§ Given problem: Reproduce every line from the one containing "[pin] fence wire" through the end of the entries, requests included, multiplying each pixel coordinate in the answers by 0.6 and rounding to whole numbers, with halves rounded up. Leave the numbers in the requests and their format samples unchanged.
--- Extracted entries ---
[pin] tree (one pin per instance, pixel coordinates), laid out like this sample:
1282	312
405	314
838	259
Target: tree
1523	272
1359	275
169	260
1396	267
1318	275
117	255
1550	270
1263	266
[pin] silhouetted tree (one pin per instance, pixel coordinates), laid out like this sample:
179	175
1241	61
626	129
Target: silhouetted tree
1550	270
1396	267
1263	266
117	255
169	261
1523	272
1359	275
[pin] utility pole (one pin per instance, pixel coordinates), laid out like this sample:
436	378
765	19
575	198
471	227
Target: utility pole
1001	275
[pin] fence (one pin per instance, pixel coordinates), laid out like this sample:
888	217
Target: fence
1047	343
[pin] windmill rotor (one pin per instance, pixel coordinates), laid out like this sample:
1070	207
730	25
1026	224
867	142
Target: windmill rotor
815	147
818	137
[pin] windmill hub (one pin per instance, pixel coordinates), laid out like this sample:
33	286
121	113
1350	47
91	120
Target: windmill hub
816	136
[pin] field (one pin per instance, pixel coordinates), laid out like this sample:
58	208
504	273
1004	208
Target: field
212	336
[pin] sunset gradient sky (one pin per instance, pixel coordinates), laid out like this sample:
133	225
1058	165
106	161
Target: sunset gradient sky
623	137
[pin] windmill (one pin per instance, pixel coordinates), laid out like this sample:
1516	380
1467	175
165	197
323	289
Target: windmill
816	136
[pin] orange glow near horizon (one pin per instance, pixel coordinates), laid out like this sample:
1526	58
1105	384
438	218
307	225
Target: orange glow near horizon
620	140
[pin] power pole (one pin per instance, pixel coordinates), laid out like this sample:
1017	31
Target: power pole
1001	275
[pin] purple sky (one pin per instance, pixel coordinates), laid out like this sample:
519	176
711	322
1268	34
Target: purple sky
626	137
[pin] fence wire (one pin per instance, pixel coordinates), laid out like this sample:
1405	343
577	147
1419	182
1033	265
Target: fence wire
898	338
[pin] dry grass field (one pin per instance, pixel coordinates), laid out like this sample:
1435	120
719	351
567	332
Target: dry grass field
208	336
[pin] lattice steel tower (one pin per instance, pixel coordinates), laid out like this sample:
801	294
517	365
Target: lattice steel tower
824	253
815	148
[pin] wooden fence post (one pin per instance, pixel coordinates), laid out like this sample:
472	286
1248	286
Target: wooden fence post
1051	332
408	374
---
§ Answer to the problem:
[pin] fence wire (one pin per instance, pixel coordinates), laid out like this sample:
1405	343
577	147
1419	182
1033	265
Target: fence wire
539	203
[pin] dry grass field (one pin per instance, pixel coordinates), laid out like this sample:
1435	120
719	351
567	332
Target: dry grass field
125	202
[pin] lattice steel tower (one pin per instance, pixel coordinates), laid out like this sample:
801	294
517	365
Target: lattice steel tower
494	152
489	89
[pin] wooden fence post (one pin per instance, pixel coordinates), laid out like this sample:
472	286
1248	286
Target: wooden fence post
631	199
245	224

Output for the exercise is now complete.